■ To be done ■
In the listing below, copy everything from the line containing "Find the rubble" down to the end of the listing, swapping "plaster" for "stucco" and leaving the rest unchanged. Return only those lines.

■ Extracted records ■
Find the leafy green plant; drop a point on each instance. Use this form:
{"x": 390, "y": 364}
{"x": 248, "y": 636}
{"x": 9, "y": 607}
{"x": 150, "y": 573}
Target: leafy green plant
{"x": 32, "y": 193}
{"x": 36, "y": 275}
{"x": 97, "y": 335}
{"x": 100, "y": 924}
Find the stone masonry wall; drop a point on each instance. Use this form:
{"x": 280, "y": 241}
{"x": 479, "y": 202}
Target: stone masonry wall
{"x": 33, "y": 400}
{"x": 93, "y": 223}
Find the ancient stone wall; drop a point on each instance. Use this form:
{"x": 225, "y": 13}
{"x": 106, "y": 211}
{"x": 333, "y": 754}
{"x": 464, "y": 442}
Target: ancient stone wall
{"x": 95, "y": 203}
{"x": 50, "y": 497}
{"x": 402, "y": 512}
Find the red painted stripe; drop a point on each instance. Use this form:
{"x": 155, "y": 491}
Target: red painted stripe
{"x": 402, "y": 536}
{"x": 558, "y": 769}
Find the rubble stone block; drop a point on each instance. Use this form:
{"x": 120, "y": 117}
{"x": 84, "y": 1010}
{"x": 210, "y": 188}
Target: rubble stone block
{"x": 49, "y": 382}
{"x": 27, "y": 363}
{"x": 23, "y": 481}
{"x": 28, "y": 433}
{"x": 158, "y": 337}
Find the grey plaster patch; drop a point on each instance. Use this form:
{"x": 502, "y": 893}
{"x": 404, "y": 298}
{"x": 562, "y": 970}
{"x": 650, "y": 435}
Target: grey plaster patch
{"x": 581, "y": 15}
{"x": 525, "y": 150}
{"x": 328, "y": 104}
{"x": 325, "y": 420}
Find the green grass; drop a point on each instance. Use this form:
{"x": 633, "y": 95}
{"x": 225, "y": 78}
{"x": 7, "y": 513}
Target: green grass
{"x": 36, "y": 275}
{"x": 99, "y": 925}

■ Exercise result ■
Find the rubble stone block; drop a point on each instance. Use this form:
{"x": 120, "y": 117}
{"x": 84, "y": 1010}
{"x": 210, "y": 188}
Target: rubble stone block
{"x": 49, "y": 382}
{"x": 27, "y": 363}
{"x": 23, "y": 481}
{"x": 28, "y": 433}
{"x": 158, "y": 337}
Find the grey stucco patch; drop a point on each instance. Use this form:
{"x": 502, "y": 893}
{"x": 404, "y": 298}
{"x": 562, "y": 970}
{"x": 650, "y": 435}
Target: grey stucco patch
{"x": 581, "y": 15}
{"x": 525, "y": 150}
{"x": 328, "y": 104}
{"x": 325, "y": 420}
Find the green grass; drop a point on each instance. Use this form:
{"x": 633, "y": 95}
{"x": 225, "y": 78}
{"x": 7, "y": 513}
Target: green grass
{"x": 36, "y": 275}
{"x": 99, "y": 925}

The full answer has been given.